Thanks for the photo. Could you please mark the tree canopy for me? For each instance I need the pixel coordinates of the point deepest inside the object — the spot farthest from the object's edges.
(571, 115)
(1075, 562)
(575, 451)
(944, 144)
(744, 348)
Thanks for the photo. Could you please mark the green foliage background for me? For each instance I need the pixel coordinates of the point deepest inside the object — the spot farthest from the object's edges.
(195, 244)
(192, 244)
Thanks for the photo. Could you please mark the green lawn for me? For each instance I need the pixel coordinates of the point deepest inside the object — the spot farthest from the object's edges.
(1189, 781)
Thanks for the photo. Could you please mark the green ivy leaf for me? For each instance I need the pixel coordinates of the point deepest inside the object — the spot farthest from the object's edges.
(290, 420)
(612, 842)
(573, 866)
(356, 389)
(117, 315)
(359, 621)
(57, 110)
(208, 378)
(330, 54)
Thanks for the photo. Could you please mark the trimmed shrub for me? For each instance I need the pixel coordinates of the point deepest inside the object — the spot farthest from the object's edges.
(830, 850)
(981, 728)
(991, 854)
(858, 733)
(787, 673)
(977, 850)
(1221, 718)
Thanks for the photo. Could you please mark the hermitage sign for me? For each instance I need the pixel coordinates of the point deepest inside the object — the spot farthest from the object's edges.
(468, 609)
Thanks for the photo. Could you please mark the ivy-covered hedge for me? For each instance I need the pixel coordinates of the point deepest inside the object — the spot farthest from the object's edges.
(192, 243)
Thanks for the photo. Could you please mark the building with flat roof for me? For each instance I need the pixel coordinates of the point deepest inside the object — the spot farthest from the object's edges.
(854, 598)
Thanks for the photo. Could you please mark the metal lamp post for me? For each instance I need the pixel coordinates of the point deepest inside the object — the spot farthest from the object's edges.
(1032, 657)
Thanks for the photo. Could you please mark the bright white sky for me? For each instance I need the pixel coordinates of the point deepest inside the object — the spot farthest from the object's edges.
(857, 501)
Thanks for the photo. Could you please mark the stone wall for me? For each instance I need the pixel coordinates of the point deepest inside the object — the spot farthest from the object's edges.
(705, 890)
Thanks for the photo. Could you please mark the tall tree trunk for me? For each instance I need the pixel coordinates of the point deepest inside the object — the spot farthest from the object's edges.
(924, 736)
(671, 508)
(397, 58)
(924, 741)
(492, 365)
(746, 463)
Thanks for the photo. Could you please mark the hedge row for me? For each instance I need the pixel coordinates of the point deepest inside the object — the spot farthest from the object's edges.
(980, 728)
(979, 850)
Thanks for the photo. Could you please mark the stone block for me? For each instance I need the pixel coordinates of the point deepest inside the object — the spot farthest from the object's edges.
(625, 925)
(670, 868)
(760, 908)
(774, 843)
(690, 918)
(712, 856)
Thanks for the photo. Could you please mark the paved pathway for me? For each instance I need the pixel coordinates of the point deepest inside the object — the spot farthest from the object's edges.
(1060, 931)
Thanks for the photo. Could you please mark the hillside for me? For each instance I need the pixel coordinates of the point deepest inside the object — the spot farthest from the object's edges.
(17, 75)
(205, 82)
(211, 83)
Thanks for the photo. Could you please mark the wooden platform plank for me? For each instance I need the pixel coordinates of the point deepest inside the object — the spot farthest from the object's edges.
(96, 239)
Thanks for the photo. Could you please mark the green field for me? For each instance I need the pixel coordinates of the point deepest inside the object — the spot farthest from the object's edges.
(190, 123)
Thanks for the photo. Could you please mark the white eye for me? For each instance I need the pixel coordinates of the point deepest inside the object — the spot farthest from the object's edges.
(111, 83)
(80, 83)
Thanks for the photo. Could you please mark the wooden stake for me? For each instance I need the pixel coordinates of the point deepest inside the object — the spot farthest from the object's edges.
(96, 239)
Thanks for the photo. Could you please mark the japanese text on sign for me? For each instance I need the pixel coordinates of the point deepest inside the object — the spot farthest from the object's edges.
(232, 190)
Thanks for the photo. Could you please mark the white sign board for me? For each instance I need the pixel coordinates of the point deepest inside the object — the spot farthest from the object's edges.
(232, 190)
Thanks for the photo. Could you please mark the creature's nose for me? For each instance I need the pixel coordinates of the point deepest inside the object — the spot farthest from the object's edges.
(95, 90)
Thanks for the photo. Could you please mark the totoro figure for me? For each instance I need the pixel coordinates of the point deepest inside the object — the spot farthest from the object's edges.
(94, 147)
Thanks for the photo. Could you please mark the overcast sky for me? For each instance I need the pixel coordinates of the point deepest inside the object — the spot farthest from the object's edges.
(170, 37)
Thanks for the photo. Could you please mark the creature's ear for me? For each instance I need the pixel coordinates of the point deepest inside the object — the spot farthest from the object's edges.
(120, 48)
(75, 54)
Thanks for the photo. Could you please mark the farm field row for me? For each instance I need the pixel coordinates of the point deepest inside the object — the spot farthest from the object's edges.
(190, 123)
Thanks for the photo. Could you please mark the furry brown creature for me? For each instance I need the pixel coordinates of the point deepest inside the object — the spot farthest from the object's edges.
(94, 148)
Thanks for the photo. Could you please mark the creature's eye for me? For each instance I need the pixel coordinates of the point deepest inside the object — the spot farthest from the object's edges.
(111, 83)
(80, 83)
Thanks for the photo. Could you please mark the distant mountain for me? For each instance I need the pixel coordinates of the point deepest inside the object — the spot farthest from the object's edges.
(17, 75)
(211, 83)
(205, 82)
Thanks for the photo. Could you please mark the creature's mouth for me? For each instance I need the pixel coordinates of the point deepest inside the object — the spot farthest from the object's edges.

**********

### Task to carry out:
Everything from the line with "Thanks for the photo. Could you please mark the creature's ear" through the last line of the material above should be echoed exactly, and nothing else.

### Task solution:
Thanks for the photo. Could you please mark the creature's ear for me? For each instance I need the pixel coordinates of the point deepest inside the object — the spot farthest from the object's edges.
(120, 48)
(75, 54)
Thanks for the photo. Could you please mark the farm field row for me? For each instance I need the pixel coordinates of the point deepest inside the object — the spot farthest from the object's edges.
(190, 123)
Thanks for the photo. Could you please mark the furry brown creature for me? For each instance I need the pixel coordinates of the point deepest inside the object — the spot farthest from the object's edges.
(94, 148)
Thanks for the photo. Could you please mark the creature's eye for me? For each instance I need the pixel coordinates of the point deepest inside the object — the spot farthest from the object's edges.
(111, 83)
(80, 83)
Thanks for the photo. Could you please mark the distant mountain for me? For each instance I need the pixel coordinates of the point deepest inside the object — the spot farthest from the object's edges.
(17, 75)
(211, 83)
(205, 82)
Thanks for the photo. Could you please mark the creature's mouth for me? For each instance I need the pixel coordinates of the point deepest inside the object — the spot farthest from the object's edges.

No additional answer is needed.